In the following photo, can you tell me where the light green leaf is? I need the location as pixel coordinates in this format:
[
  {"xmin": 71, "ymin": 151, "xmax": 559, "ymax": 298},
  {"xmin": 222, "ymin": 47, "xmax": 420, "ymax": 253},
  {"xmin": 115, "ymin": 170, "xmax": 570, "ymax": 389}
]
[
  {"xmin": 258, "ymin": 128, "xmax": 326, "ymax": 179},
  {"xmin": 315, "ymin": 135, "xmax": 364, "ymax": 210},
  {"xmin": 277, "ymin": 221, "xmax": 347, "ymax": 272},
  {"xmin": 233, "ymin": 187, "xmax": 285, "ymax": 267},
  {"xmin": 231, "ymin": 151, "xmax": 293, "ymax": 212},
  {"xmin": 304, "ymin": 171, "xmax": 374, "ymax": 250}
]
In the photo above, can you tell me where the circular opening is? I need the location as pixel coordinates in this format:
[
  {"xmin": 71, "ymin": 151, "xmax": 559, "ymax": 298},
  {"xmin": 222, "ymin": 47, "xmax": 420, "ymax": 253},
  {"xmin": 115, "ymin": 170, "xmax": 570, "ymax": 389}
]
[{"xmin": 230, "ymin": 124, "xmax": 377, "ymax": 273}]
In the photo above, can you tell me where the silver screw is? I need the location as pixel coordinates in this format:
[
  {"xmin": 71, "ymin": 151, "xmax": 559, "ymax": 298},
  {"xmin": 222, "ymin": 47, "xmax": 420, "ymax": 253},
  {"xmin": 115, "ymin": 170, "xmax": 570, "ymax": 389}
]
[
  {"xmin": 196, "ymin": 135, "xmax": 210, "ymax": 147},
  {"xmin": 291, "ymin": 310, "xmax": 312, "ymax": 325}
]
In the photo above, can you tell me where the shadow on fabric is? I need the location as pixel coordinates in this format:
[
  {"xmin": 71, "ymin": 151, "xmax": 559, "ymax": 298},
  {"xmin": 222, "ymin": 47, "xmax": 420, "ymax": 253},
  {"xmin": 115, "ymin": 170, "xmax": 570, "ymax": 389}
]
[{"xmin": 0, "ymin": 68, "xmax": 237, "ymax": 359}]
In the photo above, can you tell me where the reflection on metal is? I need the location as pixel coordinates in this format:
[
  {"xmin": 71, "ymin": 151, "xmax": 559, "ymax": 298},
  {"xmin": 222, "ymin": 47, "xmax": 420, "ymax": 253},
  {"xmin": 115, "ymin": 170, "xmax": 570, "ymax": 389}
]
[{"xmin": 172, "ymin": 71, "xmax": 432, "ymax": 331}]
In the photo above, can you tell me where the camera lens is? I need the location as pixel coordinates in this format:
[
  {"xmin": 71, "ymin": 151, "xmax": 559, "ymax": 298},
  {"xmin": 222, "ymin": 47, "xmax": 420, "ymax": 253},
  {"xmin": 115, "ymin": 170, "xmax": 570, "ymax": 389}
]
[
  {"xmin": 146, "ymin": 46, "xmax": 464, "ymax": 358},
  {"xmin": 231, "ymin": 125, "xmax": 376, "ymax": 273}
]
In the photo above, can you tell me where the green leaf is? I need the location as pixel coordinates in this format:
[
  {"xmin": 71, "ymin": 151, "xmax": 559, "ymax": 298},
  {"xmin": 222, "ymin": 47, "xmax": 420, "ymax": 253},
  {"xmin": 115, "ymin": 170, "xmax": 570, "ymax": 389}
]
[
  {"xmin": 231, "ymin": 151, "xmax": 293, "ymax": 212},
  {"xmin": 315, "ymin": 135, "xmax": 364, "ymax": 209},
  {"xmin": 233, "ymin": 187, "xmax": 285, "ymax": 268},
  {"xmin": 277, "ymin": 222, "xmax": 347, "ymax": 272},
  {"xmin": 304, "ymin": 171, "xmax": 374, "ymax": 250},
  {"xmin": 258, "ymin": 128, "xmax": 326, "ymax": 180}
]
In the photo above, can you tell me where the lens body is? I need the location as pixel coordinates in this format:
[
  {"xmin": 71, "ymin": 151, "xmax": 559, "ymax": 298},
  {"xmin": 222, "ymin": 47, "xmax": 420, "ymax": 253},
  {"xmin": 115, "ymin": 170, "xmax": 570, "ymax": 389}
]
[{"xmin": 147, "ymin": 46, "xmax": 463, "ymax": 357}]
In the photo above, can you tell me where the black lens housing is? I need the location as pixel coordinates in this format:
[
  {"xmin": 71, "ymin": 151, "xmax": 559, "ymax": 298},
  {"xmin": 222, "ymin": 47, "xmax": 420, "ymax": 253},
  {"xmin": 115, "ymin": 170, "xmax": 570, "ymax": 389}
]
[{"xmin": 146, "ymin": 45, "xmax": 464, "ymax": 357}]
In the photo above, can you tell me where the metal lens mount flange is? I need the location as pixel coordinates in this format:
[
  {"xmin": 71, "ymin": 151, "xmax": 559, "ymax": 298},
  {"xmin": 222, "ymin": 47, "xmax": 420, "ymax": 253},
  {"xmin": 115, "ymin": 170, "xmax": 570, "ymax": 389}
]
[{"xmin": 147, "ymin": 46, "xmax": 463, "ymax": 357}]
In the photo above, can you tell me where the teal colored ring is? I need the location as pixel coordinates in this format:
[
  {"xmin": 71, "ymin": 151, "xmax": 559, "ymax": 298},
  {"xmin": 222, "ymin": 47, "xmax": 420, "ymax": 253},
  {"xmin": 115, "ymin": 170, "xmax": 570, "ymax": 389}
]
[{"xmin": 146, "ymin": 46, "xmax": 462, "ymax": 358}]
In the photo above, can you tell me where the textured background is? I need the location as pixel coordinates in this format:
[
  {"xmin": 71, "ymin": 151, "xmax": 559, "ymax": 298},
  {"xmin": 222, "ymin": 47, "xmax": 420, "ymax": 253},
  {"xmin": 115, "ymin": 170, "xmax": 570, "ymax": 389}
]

**********

Copy out the lines from the one that contains "In the photo above, can you tell me where the teal" through the last line of the items, swapping "pixel coordinates" for "image coordinates" and leaving every other character as it is.

__Full solution__.
In the photo above, can you tell me where the teal colored ring is? I need the location as image coordinates in this format:
[
  {"xmin": 71, "ymin": 151, "xmax": 559, "ymax": 298},
  {"xmin": 222, "ymin": 47, "xmax": 420, "ymax": 253},
  {"xmin": 115, "ymin": 170, "xmax": 570, "ymax": 389}
]
[{"xmin": 146, "ymin": 46, "xmax": 462, "ymax": 358}]
In the photo above, can you tell me where the textured background is? I need the location as image coordinates in this format:
[
  {"xmin": 71, "ymin": 151, "xmax": 559, "ymax": 298},
  {"xmin": 222, "ymin": 47, "xmax": 420, "ymax": 253},
  {"xmin": 115, "ymin": 170, "xmax": 570, "ymax": 389}
]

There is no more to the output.